> [WORK ITEM]: Look below for the line containing "Sample: <point>432,0</point>". Reproduce it and every line after it exactly, and nothing more.

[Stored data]
--- --- ---

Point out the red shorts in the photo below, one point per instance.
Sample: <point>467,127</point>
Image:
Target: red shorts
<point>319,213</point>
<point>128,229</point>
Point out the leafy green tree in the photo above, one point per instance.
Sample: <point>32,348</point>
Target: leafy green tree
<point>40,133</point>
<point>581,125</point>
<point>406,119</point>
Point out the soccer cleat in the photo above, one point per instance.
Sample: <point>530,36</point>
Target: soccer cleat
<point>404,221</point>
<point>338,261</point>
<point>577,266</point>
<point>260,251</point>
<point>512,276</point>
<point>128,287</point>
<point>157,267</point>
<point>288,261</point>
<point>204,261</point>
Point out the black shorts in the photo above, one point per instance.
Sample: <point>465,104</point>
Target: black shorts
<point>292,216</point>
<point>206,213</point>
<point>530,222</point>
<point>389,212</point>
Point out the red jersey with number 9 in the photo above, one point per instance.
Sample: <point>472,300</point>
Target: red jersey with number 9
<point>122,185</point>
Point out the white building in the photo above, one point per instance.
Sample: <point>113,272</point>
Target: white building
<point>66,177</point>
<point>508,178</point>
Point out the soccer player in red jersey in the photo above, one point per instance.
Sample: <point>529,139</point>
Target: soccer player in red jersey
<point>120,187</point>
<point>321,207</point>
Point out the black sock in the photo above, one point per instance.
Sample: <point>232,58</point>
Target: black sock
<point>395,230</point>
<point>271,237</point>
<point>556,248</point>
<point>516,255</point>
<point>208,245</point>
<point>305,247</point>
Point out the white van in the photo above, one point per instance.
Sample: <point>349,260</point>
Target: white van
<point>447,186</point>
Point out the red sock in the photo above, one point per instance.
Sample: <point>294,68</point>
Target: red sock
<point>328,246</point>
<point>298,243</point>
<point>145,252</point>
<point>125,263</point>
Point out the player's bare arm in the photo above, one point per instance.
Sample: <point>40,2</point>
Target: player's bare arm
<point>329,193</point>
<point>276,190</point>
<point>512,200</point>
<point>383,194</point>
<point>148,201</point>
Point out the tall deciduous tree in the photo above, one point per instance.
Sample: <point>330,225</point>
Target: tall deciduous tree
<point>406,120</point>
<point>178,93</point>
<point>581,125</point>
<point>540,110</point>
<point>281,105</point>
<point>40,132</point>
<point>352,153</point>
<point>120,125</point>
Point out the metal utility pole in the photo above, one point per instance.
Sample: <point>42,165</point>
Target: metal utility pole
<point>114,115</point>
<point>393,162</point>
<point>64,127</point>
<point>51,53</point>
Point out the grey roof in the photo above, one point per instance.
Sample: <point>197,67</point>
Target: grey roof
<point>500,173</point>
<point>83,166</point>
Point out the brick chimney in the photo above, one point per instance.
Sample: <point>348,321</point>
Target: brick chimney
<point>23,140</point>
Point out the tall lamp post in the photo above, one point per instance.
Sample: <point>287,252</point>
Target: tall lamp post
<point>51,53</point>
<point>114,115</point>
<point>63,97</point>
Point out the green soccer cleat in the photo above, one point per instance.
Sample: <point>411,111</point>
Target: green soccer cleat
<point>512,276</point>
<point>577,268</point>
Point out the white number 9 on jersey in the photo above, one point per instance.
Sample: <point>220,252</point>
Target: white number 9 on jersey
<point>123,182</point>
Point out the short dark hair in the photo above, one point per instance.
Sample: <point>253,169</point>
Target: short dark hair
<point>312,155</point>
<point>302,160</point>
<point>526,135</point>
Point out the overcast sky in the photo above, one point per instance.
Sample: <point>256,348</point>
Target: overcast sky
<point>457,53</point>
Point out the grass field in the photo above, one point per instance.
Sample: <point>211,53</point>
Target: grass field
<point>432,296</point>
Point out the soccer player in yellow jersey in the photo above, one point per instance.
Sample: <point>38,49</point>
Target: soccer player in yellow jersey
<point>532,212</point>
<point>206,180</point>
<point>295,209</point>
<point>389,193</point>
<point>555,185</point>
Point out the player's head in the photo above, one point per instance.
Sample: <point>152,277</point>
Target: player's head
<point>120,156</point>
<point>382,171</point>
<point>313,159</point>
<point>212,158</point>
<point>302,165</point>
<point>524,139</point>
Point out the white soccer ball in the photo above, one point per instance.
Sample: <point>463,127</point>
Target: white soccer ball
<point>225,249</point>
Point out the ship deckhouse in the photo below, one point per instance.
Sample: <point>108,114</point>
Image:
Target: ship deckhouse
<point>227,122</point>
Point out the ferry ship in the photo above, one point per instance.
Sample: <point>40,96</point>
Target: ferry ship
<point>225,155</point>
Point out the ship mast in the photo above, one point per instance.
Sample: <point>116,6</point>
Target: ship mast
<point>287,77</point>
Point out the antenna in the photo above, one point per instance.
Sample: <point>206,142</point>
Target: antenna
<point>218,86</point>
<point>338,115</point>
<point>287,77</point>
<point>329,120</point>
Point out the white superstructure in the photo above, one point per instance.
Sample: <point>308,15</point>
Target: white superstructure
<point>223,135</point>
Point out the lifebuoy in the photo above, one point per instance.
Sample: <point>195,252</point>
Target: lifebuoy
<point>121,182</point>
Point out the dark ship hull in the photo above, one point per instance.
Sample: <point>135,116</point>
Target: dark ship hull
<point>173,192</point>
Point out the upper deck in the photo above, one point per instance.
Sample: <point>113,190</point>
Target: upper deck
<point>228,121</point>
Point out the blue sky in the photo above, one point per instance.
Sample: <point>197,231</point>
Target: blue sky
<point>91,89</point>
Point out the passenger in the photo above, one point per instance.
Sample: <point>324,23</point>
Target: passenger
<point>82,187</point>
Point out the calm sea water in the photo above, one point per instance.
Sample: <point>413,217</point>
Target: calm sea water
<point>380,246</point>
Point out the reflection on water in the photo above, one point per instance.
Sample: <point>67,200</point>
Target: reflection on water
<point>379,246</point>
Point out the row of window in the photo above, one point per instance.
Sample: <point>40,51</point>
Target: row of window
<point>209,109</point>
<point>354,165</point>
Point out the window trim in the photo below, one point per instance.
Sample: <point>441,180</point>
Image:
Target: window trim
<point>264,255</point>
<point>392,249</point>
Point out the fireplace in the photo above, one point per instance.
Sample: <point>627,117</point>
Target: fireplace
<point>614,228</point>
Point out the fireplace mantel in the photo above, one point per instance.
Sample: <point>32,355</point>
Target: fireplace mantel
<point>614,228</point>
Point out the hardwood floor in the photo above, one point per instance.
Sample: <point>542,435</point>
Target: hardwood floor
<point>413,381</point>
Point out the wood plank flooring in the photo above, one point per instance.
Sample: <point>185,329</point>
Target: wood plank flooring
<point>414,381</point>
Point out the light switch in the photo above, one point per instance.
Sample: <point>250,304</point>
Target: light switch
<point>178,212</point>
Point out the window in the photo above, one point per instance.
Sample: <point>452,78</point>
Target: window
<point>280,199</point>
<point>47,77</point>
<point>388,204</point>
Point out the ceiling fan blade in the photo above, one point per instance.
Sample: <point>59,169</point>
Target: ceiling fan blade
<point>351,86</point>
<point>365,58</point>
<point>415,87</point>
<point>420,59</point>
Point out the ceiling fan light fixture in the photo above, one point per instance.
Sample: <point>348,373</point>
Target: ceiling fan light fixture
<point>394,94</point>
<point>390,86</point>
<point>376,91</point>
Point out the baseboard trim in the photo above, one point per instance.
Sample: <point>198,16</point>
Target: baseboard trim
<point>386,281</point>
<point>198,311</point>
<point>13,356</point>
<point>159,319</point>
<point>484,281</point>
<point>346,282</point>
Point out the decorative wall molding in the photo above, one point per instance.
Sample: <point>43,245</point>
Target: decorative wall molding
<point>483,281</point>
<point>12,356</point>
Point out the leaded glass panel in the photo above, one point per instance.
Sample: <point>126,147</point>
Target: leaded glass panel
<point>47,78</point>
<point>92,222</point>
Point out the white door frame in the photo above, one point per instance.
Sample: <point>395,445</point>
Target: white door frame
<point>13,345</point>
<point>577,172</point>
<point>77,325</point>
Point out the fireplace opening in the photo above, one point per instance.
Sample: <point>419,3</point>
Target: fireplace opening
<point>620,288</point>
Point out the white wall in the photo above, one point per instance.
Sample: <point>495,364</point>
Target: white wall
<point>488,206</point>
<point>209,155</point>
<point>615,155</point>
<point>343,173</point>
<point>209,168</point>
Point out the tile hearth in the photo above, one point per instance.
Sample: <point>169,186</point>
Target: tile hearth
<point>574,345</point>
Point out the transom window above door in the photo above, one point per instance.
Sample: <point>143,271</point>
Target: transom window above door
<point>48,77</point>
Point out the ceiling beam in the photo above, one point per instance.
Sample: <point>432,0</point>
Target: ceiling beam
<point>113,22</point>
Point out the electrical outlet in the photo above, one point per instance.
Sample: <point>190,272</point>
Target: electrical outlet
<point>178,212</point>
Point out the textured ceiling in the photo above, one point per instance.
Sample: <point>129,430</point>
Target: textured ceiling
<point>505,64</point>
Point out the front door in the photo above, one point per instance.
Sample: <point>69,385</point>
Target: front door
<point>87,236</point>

--- --- ---

> [EXPECTED OUTPUT]:
Sample: <point>432,0</point>
Target: ceiling beam
<point>113,22</point>
Point out the electrical outlet in the photo above, one point per instance.
Sample: <point>190,272</point>
Target: electrical outlet
<point>178,212</point>
Point out the textured ceiling in the photo above, one point per instance.
Sample: <point>129,430</point>
Target: textured ceiling
<point>505,64</point>
Point out the front door in the photo above, one point per instance.
Sample: <point>69,385</point>
Target: front door
<point>87,236</point>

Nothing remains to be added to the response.